TASK BRIEF: Write the entries out again. Every character must match.

____ SOURCE MATERIAL

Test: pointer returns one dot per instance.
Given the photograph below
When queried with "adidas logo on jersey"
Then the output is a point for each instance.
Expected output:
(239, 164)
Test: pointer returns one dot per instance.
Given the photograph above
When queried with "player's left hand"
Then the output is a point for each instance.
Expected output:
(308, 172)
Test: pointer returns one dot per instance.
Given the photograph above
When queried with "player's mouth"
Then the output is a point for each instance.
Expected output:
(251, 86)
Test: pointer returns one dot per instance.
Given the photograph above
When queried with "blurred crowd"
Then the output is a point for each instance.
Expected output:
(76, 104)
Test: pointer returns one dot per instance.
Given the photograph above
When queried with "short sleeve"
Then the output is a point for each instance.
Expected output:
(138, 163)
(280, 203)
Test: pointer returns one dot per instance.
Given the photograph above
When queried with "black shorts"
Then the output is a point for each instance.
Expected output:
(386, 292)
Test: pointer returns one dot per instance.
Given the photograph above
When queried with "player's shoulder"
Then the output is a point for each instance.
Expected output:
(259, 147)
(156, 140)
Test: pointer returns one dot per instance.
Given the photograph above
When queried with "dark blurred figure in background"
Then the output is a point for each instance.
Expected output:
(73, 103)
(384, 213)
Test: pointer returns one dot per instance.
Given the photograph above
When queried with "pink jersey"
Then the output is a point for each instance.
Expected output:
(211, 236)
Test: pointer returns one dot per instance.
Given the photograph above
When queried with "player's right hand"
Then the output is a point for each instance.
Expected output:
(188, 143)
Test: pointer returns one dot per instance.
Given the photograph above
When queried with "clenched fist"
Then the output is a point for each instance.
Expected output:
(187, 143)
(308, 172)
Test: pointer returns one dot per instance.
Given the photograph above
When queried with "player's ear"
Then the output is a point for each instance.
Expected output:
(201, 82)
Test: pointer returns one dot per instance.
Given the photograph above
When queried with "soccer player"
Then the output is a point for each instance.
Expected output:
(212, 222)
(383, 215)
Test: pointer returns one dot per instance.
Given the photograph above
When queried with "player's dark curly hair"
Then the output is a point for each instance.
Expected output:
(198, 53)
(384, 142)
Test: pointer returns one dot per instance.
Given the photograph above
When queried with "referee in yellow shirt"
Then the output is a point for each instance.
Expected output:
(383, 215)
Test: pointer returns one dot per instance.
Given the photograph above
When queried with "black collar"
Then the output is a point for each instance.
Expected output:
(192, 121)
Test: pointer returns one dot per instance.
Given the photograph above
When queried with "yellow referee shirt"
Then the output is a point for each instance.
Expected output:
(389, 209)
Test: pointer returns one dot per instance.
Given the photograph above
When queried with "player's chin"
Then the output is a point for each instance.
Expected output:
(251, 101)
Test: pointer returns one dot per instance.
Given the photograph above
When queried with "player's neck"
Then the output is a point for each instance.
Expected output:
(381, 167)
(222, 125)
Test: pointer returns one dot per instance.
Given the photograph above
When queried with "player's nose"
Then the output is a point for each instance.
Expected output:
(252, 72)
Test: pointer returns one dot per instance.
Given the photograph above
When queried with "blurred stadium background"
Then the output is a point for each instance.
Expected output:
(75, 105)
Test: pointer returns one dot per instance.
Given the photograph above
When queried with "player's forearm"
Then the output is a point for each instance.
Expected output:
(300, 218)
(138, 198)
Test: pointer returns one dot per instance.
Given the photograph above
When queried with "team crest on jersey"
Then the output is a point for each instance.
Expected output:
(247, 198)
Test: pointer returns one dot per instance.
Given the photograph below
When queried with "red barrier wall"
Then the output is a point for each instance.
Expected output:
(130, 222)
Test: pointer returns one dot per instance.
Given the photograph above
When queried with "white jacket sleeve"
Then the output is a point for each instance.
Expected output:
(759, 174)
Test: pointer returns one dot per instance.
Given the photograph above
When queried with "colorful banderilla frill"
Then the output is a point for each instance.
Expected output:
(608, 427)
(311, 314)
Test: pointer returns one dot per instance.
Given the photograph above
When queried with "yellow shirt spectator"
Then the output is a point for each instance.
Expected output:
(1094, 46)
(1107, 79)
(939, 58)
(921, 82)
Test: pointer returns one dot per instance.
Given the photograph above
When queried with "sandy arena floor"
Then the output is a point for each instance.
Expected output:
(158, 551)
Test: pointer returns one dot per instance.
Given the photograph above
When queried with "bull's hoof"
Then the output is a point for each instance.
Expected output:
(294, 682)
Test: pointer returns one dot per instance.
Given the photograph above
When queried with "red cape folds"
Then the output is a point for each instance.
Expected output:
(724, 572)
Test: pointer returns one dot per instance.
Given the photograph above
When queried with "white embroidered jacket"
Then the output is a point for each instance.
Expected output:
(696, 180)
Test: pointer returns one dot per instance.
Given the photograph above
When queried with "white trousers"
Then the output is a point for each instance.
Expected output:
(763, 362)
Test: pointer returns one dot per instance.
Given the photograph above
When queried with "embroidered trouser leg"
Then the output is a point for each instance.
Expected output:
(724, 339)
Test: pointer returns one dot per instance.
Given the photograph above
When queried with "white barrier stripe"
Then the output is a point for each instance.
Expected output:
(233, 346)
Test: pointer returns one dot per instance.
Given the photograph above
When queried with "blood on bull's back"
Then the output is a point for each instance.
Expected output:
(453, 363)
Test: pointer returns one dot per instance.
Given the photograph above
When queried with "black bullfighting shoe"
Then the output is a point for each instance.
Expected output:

________

REPLY TO THE EXERCISE:
Test: pointer returns one dot per instance.
Given the photograph below
When queried with "adidas logo on jersey"
Then the output is a point for each instance.
Expected output:
(239, 164)
Test: pointer returns one dot per instance.
Given the photograph above
When queried with "player's left hand"
Then the output is a point for each instance.
Expected output:
(308, 172)
Test: pointer returns one dot per instance.
Given the photograph above
When queried with "player's mouth"
Then the output is a point for each instance.
Expected output:
(251, 86)
Test: pointer returns one dot per instance.
Given the photograph above
When queried with "blurred crowd"
Then the output is a point for each instance.
Expected output:
(76, 104)
Test: pointer returns one dot per instance.
Given the photograph above
When queried with "short sleeve"
Then the output is a point for each instance.
Expected output:
(138, 163)
(280, 203)
Test: pointer returns one dot per instance.
Given the photograph above
When queried with "black shorts"
Then the output is a point for each instance.
Expected output:
(386, 292)
Test: pointer returns one dot per instance.
Given the photograph above
When queried with "player's shoulder"
Then the output is a point for each instance.
Expected output:
(259, 147)
(156, 140)
Test: pointer returns one dot per instance.
Given the photograph above
When queried with "dark blurred figure in background"
Then the output is a point for each instance.
Expected output:
(73, 103)
(384, 213)
Test: pointer returns one dot per instance.
Given the photograph above
When queried with "pink jersey"
Then the output is a point for each instance.
Expected output:
(211, 236)
Test: pointer returns one dot per instance.
Given the photograph above
When queried with "player's right hand"
Then the output is a point for each instance.
Expected output:
(188, 143)
Test: pointer returns one dot per instance.
Given the photograph above
When queried with "clenched fist"
Then the output is a point for each instance.
Expected output:
(187, 143)
(308, 172)
Test: pointer returns one dot per instance.
Given the photograph above
When queried with "player's ear"
Then the output is a point for each instance.
Expected output:
(201, 82)
Test: pointer returns one dot per instance.
Given the photograph above
When queried with "soccer player"
Then the output is a point for each instance.
Expected output:
(212, 222)
(383, 215)
Test: pointer returns one dot per instance.
Given the photograph above
When queried with "player's dark curly hair"
Then the output is a point for each instance.
Expected output:
(198, 53)
(384, 142)
Test: pointer returns one dot per instance.
Given the photograph above
When queried with "referee in yellow shirt"
Then the output is a point for each instance.
Expected output:
(383, 215)
Test: pointer returns one dot per instance.
Given the photograph above
When queried with "black collar"
Then the output is a point for each instance.
Expected output:
(192, 121)
Test: pointer returns one dot per instance.
Given the photograph above
When queried with "yellow referee shirt"
Then the output is a point for each instance.
Expected output:
(389, 209)
Test: pointer returns one dot per instance.
Given the photograph above
When queried with "player's chin"
Then the output is a point for each instance.
Expected output:
(251, 101)
Test: pointer returns one dot per instance.
Given the photograph above
When queried with "player's neck"
Then the output is a point for each instance.
Expected output:
(381, 167)
(222, 125)
Test: pointer returns one dot per instance.
Given the photograph above
When queried with "player's nose"
Then the output is a point for each instance.
Expected output:
(252, 72)
Test: pointer returns one dot per instance.
Given the photograph above
When queried with "blurred stadium background"
Then the output is a point for each instance.
Expected output:
(75, 105)
Test: pointer returns one dot per instance.
Given the photograph above
When queried with "player's forearm"
Then the output is a point for each instance.
Expected output:
(300, 218)
(138, 198)
Test: pointer returns one dot per instance.
Given the photograph above
When queried with "team crest on jersey"
Then the output is a point for each instance.
Expected output:
(247, 198)
Test: pointer returns one dot per instance.
Given the photograph below
When queried with "red barrier wall"
Then the output is a point for each instance.
Expected output:
(130, 222)
Test: pointer returns one dot per instance.
Given the photograph above
When queried with "white jacket sleeve"
Then the output is a point for each instance.
Expected output:
(759, 174)
Test: pointer returns one dot per instance.
Given the photograph above
When queried with "colorful banderilla frill"
Then the output is a point for each instance.
Expected output:
(608, 427)
(311, 314)
Test: pointer returns one dot per instance.
Given the photograph above
When queried with "yellow shirt spectator"
Then the output is a point for each instance.
Expected output:
(1094, 46)
(1107, 79)
(939, 58)
(921, 82)
Test: pointer returns one dot per instance.
Given the photograph above
When queried with "sandy arena floor"
Then the output is a point for each instance.
Expected output:
(158, 551)
Test: pointer returns one dot per instance.
Given the photograph above
When queried with "bull's hoof"
Then the output is a point for each instance.
Expected output:
(294, 682)
Test: pointer returns one dot per instance.
Given the photograph above
When queried with "red cape folds"
Then the output is a point for each instance.
Expected output:
(724, 572)
Test: pointer returns one dot per instance.
Given the photograph above
When queried with "white embroidered jacket"
Then the output is a point for each instance.
Expected output:
(696, 180)
Test: pointer returns one dot per instance.
Given the photograph above
When queried with "white trousers"
Then the output is a point for each instance.
Expected output:
(763, 362)
Test: pointer returns one dot per instance.
Given the photograph above
When queried with "embroidered trouser leg"
Then the output is a point for each instance.
Expected output:
(724, 339)
Test: pointer returns one dot per instance.
Given the photograph above
When queried with "white barrier stripe"
Then the output is a point for each instance.
Expected output:
(233, 346)
Test: pointer returns one dot per instance.
Given the photograph above
When queried with "blood on bull's back"
Then the output is a point for each instance.
Expected output:
(453, 363)
Test: pointer returns one dot per instance.
Given the photograph above
When queried with "black bullfighting shoe"
Then the output is a point for each instance.
Expected output:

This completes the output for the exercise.